* _Direction_
Rewrite the data below with every "photograph" changed to "image" and everything else kept the same. Leave the pictures out.

Named object pointing entries
──────────────────────────────

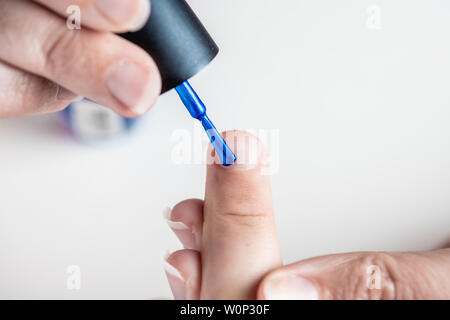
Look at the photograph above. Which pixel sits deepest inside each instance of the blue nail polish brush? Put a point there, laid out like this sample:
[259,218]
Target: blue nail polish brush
[197,109]
[181,46]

──────────────────────────────

* _Result of this task_
Look at the image above. Which pixel sits deepest inside each instance of the blue nail polish brush? Put a point there, laid out like this sample:
[259,218]
Target: blue nail polish brush
[197,109]
[181,46]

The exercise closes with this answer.